▼▼▼

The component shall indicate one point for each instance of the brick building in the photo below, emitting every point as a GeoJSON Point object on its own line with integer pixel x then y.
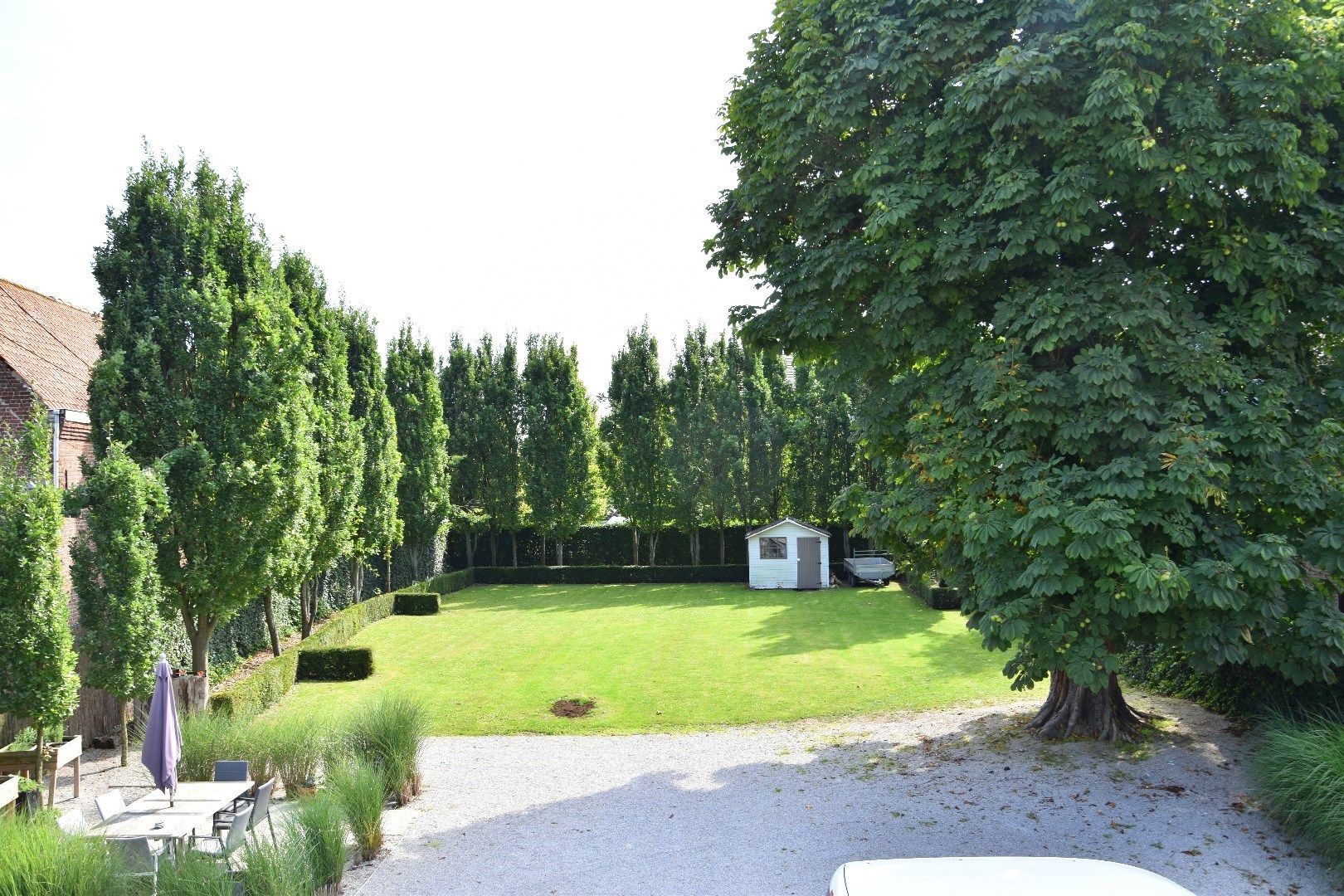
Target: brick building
{"type": "Point", "coordinates": [47, 349]}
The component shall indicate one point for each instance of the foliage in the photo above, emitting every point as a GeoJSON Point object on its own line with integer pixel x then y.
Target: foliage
{"type": "Point", "coordinates": [335, 505]}
{"type": "Point", "coordinates": [1298, 768]}
{"type": "Point", "coordinates": [559, 455]}
{"type": "Point", "coordinates": [194, 874]}
{"type": "Point", "coordinates": [665, 657]}
{"type": "Point", "coordinates": [338, 664]}
{"type": "Point", "coordinates": [461, 384]}
{"type": "Point", "coordinates": [281, 868]}
{"type": "Point", "coordinates": [422, 494]}
{"type": "Point", "coordinates": [609, 575]}
{"type": "Point", "coordinates": [360, 791]}
{"type": "Point", "coordinates": [379, 522]}
{"type": "Point", "coordinates": [37, 660]}
{"type": "Point", "coordinates": [197, 373]}
{"type": "Point", "coordinates": [269, 681]}
{"type": "Point", "coordinates": [114, 572]}
{"type": "Point", "coordinates": [635, 440]}
{"type": "Point", "coordinates": [319, 824]}
{"type": "Point", "coordinates": [416, 605]}
{"type": "Point", "coordinates": [450, 582]}
{"type": "Point", "coordinates": [387, 733]}
{"type": "Point", "coordinates": [38, 859]}
{"type": "Point", "coordinates": [296, 751]}
{"type": "Point", "coordinates": [1085, 260]}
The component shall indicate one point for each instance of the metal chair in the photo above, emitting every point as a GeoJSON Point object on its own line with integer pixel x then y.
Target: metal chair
{"type": "Point", "coordinates": [223, 846]}
{"type": "Point", "coordinates": [140, 856]}
{"type": "Point", "coordinates": [110, 804]}
{"type": "Point", "coordinates": [260, 809]}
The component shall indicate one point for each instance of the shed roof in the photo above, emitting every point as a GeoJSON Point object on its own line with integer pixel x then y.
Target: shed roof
{"type": "Point", "coordinates": [50, 344]}
{"type": "Point", "coordinates": [788, 519]}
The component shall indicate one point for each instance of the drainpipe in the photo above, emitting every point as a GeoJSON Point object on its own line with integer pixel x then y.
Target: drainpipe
{"type": "Point", "coordinates": [56, 446]}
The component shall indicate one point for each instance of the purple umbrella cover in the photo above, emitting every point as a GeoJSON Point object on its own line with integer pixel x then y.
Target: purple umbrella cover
{"type": "Point", "coordinates": [163, 733]}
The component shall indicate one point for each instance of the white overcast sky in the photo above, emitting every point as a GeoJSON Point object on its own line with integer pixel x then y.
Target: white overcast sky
{"type": "Point", "coordinates": [475, 167]}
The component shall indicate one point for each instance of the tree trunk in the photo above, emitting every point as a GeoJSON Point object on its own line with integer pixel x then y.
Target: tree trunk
{"type": "Point", "coordinates": [1074, 711]}
{"type": "Point", "coordinates": [268, 607]}
{"type": "Point", "coordinates": [125, 733]}
{"type": "Point", "coordinates": [41, 768]}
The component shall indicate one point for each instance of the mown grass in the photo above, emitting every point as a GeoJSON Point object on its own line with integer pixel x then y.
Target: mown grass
{"type": "Point", "coordinates": [1298, 767]}
{"type": "Point", "coordinates": [665, 657]}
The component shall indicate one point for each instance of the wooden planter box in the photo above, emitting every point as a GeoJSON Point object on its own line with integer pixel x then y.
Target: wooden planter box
{"type": "Point", "coordinates": [66, 754]}
{"type": "Point", "coordinates": [8, 793]}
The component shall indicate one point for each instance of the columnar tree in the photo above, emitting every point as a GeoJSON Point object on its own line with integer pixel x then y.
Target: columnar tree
{"type": "Point", "coordinates": [635, 441]}
{"type": "Point", "coordinates": [340, 449]}
{"type": "Point", "coordinates": [38, 664]}
{"type": "Point", "coordinates": [502, 423]}
{"type": "Point", "coordinates": [559, 455]}
{"type": "Point", "coordinates": [1086, 261]}
{"type": "Point", "coordinates": [116, 578]}
{"type": "Point", "coordinates": [199, 373]}
{"type": "Point", "coordinates": [689, 433]}
{"type": "Point", "coordinates": [378, 512]}
{"type": "Point", "coordinates": [463, 388]}
{"type": "Point", "coordinates": [422, 492]}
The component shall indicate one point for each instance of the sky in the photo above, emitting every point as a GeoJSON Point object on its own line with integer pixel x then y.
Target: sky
{"type": "Point", "coordinates": [531, 167]}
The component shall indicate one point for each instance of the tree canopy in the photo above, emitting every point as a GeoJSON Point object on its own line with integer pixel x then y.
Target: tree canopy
{"type": "Point", "coordinates": [1086, 264]}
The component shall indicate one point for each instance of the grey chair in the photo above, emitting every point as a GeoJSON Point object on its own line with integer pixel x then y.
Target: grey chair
{"type": "Point", "coordinates": [225, 845]}
{"type": "Point", "coordinates": [110, 804]}
{"type": "Point", "coordinates": [260, 809]}
{"type": "Point", "coordinates": [140, 856]}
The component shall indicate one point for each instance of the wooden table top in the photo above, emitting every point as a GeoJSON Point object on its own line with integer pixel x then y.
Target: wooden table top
{"type": "Point", "coordinates": [195, 804]}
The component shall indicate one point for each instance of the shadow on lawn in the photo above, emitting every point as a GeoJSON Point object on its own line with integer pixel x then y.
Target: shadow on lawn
{"type": "Point", "coordinates": [782, 825]}
{"type": "Point", "coordinates": [801, 621]}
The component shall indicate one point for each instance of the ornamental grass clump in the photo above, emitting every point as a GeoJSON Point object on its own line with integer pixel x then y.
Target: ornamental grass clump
{"type": "Point", "coordinates": [296, 748]}
{"type": "Point", "coordinates": [38, 859]}
{"type": "Point", "coordinates": [1298, 767]}
{"type": "Point", "coordinates": [275, 868]}
{"type": "Point", "coordinates": [194, 874]}
{"type": "Point", "coordinates": [360, 791]}
{"type": "Point", "coordinates": [387, 733]}
{"type": "Point", "coordinates": [320, 825]}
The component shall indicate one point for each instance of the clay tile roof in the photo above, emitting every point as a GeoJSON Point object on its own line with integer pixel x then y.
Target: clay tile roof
{"type": "Point", "coordinates": [50, 344]}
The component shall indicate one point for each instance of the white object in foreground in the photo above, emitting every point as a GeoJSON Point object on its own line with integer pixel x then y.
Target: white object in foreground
{"type": "Point", "coordinates": [995, 876]}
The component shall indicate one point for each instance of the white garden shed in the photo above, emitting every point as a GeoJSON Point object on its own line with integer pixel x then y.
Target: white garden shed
{"type": "Point", "coordinates": [789, 553]}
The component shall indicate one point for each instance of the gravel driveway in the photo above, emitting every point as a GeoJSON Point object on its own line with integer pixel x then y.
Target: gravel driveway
{"type": "Point", "coordinates": [774, 809]}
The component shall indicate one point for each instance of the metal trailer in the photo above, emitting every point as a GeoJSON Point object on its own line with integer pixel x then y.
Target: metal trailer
{"type": "Point", "coordinates": [871, 567]}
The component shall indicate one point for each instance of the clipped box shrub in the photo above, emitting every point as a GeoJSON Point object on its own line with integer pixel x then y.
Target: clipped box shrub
{"type": "Point", "coordinates": [450, 582]}
{"type": "Point", "coordinates": [611, 575]}
{"type": "Point", "coordinates": [335, 664]}
{"type": "Point", "coordinates": [410, 603]}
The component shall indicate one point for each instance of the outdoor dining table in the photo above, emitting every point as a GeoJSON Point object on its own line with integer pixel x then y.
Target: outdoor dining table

▲▲▲

- **ASSIGNED TASK**:
Every line above from the line with "the metal chair" to the line with "the white overcast" is wanted, ends included; write them out exactly and add no other line.

- **ANSWER FOR THE TASK**:
The component shall indicate one point for each instance of the metal chair in the photo above, emitting every point as a GeoJSON Point object on its own line with integer pixel x then y.
Target: metal chair
{"type": "Point", "coordinates": [223, 846]}
{"type": "Point", "coordinates": [140, 856]}
{"type": "Point", "coordinates": [110, 804]}
{"type": "Point", "coordinates": [260, 809]}
The component shall indicate one point for each instance of the shed roof in the photo above, emitting every point as a GeoJSON Point object on its own line with integer pixel x then y.
Target: shed roof
{"type": "Point", "coordinates": [50, 344]}
{"type": "Point", "coordinates": [788, 519]}
The component shall indicate one point for each instance of the drainpipe in the photo above, emitting every point as a GeoJSON Point object on its own line with integer pixel x then y.
Target: drainpipe
{"type": "Point", "coordinates": [56, 446]}
The component shall indicate one point for each instance of the purple umbrella cover in the photo above, emitting every point as a GeoJSON Point object on its own line with integer pixel x then y.
Target: purple umbrella cover
{"type": "Point", "coordinates": [163, 733]}
The component shall indicate one point for each instance of the white overcast sky in the photo above, emitting every point as a GeoJSON Point object on its own line with integer pixel x then y.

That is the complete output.